*選定抜粋*
════════

賃貸ビル 兼 賃貸住宅の仕入税額控除
今回は「賃貸ビル 兼 賃貸住宅の仕入税額控除」です。
今日の事案は国税不服審判所の裁決(平成13年12月21日)です。
なお、TAINS番号は「J62-5-35」で、
裁決事例集第62集462頁にも掲載されているものです。
まずは、この事案の前提条件です。
○ 地上8階建の鉄骨造りの建物を新築(全て賃貸)
○ 課税売上割合は95%未満
○ 1~5階、8階の一部・・・店舗または事務所
○ 6~7階、8階の残りの部分・・・ワンルームマンション(共同住宅)
○ 建物に関する消費税につき個別対応方式を採用し、仕入税額控除を計算
→ 建物を面積按分し、消費税の課非を区分
○ 「個別対応方式は採用できず、一括比例配分方式で計算すべき」と否認
では、具体的内容の前に本裁決でも論点となった、消費税法基本通達を
みてみましょう。
(共通用の課税仕入れ等を合理的な基準により区分した場合)
11-2-19 課税資産の譲渡等とその他の資産の譲渡等に共通して
要するものに該当する課税仕入れ等であっても、例えば、原材料、包装材料、
倉庫料、電力料等のように生産実績その他の合理的な基準により課税資産の
譲渡等にのみ要するものとその他の資産の譲渡等にのみ要するものとに区分
することが可能なものについて当該合理的な基準により区分している場合
には、当該区分したところにより個別対応方式を適用することとして
差し支えない。
では、具体的な国税不服審判所の裁決です。
○ 建物の利用実態に応じた各用途ごとの使用面積割合により、
建築費の課非を区分することは、各用途ごとの建築単価が
ほぼ同一であれば合理的
○ 建築費のうち大部分を占める基礎工事、駆体工事、外装工事等の費用は、
各用途に共通してかかる費用であり、その1平方メートル当たりの
建築単価は同一(これらの費用は、各用途ごとの使用面積割合による
課非区分が合理的)

════════

*提供データ*
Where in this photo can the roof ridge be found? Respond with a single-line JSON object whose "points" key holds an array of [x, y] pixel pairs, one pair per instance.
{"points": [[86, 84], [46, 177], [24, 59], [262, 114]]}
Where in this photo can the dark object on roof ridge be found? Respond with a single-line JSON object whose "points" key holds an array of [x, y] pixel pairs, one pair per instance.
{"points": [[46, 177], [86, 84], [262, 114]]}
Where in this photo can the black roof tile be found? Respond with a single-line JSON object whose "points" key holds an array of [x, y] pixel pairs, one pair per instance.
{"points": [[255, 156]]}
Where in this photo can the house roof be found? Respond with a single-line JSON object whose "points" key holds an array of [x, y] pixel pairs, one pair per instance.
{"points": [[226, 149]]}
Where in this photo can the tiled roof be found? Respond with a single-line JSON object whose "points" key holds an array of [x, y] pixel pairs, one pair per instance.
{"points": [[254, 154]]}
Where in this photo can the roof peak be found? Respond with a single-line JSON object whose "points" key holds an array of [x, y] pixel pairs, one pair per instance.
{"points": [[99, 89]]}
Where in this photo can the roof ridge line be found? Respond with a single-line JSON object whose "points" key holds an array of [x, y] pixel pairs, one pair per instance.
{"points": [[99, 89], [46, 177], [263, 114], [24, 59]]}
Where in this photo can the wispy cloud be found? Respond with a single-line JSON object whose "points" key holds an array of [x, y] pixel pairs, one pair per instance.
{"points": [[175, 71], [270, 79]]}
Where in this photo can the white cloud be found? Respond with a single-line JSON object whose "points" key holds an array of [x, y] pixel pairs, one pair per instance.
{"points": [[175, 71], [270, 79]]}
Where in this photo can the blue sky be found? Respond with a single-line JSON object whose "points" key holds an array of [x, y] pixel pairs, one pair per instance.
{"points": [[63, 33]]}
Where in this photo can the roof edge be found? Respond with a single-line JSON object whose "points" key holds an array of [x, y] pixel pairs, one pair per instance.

════════

*作業指示*
賃貸ビル兼賃貸住宅の仕入税額控除に関する抜粋について、次の1.〜3.の記述が抜粋と合っているかを「はい」か「いいえ」で答え、決め手となる抜粋の語句をそのまま引用してください。
1. 新築された建物は地上8階建の鉄骨造りである。
2. 課税売上割合は95%以上であった。
3. 6~7階は店舗または事務所として使われている。
判断の根拠はこの抜粋だけに限ってください。

*演習の結果*
1. はい:「地上8階建の鉄骨造りの建物を新築(全て賃貸)」
2. いいえ:「課税売上割合は95%未満」
3. いいえ:「6~7階、8階の残りの部分・・・ワンルームマンション(共同住宅)」